> WRITTEN EXERCISE 1
Pick out every line of the listing below that contains the word "mountain". Case counts.

Grime and Urban – Musical Musings

 
To listen to this week’s playlist as you read, click here

 

Hello once more, dedicated TrendFlux zealots,

 

This week’s article is all about Grime and Urban! But don’t let this put you off. Remember I’m not going to choose anything too obscure that you will be physically repulsed by the sheer nature of content in this article.

 

Before I start however, I’d just like to take a minute to talk about the recent Justin Bieber scandal this week. You know the one, that he has allegedly (read: he has) gotten a girl pregnant with his seed (lol, ‘seed’). I’m not going to have the birds and the bees talk with you now but it took place in a backstage toilet and J-Biebz refused to wear a condom, obviously going against his motto of ‘Never say never’. He is reported to have said to her, and I quote, “I want to f**k the s**t out of you”. How adorable. Not what you would have expected from the suave charming young man. I would have expected something more like, “I wouldn’t mind if we partook in some coitus together, with such vigor that you seem to lose all control of your bowels, rendering you ‘soiled’ in your nether regions”. I’m sure history has never seen a child more wanted to be killed by a section of society (The Beliebers), since Jesus and the Romans.

 

 

Anyway, today I’m going to give you a small lesson in ‘A History of Grime’. Grime used to be considered a small genre of music in the 2000’s as it broke off from the UK Garage scene of east London. By utilising simple garage beats like this, it could be described like a disgruntled cat stuck in a box. It has a lot of thrashing and claws to throw but not much room in which to do it in. This, of course, is a poor analogy, referring to lots of lyrics, with little bars and verse patterns to work with. Grime in the past decade however, has gone from a small area to the global stage, just like AIDS. (Too much?)

 

Artists like Dizzee Rascal, Wiley and Kano are seen as the ‘Founding Fathers’ of the genre. Just without the odd outfits and the silly white hair. I’m also not too sure how they would have reacted to a black person on the committee back then either…

 

"What Up, Bitchezzzzzz?"

 

By the late noughties, Grime had blown up with Dizzee’s album ‘Maths + English’ winning many awards. It kinda sounded like this… However, the first line of this song is steeped with irony, as many claim this is the song in which he lost his roots. Since this, other artists have come out into the limelight, with many changing their sound to fit into the now more suitable term of ‘Urban’.

> WRITTEN EXERCISE 2
Set down the stretch of the grime article above from "To listen to" through "in this article.".

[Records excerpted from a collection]
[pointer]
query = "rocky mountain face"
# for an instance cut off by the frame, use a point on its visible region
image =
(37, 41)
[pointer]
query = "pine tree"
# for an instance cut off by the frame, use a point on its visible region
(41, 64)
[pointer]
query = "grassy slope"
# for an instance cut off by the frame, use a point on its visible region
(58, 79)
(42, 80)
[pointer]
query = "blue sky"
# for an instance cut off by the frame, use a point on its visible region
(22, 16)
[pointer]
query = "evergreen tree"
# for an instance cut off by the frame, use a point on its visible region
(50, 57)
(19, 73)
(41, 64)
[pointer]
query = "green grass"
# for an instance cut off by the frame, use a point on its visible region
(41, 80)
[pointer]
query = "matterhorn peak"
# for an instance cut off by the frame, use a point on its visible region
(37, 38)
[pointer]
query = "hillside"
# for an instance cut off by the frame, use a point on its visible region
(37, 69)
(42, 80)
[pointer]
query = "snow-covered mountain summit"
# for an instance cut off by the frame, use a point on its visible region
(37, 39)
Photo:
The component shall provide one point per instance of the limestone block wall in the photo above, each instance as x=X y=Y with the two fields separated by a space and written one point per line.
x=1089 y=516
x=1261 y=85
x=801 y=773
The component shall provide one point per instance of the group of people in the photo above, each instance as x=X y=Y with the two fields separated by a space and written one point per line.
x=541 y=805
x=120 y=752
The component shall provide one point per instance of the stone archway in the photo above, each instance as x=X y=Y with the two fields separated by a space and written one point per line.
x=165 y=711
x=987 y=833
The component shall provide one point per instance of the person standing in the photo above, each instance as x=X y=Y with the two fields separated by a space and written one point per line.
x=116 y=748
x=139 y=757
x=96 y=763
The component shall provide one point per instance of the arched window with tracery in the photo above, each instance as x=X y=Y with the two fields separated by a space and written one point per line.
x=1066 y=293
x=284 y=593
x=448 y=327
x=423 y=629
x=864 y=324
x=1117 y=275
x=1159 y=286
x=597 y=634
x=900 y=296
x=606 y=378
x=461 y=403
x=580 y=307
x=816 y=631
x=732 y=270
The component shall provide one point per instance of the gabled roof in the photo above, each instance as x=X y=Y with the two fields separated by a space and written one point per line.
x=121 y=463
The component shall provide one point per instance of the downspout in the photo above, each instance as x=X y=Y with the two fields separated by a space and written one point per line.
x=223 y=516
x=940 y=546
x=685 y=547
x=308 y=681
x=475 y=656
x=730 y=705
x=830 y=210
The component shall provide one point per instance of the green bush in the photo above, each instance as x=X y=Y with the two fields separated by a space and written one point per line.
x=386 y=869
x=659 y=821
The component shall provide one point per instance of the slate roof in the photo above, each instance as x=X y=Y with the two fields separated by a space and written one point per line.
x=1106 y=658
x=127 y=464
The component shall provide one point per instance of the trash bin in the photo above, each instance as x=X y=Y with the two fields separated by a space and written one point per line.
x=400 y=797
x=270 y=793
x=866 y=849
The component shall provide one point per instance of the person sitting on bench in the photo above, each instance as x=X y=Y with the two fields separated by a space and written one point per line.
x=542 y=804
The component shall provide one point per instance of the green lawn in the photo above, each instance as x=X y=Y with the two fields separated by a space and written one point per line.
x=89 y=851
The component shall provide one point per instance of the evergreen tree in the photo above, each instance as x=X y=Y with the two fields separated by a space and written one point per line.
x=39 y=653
--
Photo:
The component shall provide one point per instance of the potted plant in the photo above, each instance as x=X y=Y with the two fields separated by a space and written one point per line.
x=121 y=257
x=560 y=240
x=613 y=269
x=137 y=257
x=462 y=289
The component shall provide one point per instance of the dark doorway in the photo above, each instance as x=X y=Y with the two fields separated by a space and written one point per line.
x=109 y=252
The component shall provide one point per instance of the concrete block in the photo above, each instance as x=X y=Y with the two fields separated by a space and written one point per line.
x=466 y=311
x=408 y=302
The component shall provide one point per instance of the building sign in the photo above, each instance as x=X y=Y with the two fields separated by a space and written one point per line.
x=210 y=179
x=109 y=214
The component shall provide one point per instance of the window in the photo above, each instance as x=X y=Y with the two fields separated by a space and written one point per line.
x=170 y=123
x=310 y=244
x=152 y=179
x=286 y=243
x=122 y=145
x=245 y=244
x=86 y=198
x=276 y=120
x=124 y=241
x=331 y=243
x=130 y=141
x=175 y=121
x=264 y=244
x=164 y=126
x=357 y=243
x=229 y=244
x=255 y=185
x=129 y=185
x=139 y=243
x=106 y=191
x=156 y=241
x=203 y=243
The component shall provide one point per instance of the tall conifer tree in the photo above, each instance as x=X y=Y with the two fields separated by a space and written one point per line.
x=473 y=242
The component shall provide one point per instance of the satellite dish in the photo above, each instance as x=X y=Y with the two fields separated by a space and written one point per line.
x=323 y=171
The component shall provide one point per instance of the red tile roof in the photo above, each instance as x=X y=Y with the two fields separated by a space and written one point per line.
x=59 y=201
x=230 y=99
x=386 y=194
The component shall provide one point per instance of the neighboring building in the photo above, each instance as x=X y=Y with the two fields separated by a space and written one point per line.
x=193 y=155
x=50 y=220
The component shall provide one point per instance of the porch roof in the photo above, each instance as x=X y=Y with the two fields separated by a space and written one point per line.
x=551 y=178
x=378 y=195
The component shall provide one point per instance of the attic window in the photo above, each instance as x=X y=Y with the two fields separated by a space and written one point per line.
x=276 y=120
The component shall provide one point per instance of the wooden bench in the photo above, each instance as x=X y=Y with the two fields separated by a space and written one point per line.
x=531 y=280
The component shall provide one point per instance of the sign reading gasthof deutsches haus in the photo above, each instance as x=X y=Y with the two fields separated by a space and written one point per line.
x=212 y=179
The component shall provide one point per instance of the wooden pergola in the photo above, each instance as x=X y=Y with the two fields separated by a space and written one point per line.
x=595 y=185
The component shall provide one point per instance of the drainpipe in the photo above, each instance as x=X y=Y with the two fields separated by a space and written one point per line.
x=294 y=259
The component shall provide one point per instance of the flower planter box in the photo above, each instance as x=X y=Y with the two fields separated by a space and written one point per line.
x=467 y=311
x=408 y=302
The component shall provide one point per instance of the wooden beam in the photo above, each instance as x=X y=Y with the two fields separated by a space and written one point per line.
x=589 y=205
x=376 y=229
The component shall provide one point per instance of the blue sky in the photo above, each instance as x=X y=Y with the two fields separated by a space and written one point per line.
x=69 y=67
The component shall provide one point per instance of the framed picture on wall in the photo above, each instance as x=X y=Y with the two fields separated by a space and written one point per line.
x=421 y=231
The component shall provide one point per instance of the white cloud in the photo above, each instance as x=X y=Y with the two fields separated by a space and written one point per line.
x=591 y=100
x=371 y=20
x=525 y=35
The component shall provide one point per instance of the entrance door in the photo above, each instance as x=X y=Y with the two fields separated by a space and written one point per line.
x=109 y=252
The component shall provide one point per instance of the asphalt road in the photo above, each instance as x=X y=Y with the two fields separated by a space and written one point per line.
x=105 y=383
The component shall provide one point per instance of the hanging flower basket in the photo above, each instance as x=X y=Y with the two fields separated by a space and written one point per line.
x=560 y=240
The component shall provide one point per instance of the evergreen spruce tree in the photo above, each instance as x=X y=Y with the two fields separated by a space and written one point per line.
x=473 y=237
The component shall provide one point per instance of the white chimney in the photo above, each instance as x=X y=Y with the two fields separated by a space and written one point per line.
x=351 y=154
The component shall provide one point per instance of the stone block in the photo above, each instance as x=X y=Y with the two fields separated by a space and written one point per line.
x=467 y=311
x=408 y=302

> TASK RESPONSE 1
query = "rocky mountain face"
query = "snow-covered mountain summit"

> TASK RESPONSE 2
To listen to this week’s playlist as you read, click here

 

Hello once more, dedicated TrendFlux zealots,

 

This week’s article is all about Grime and Urban! But don’t let this put you off. Remember I’m not going to choose anything too obscure that you will be physically repulsed by the sheer nature of content in this article.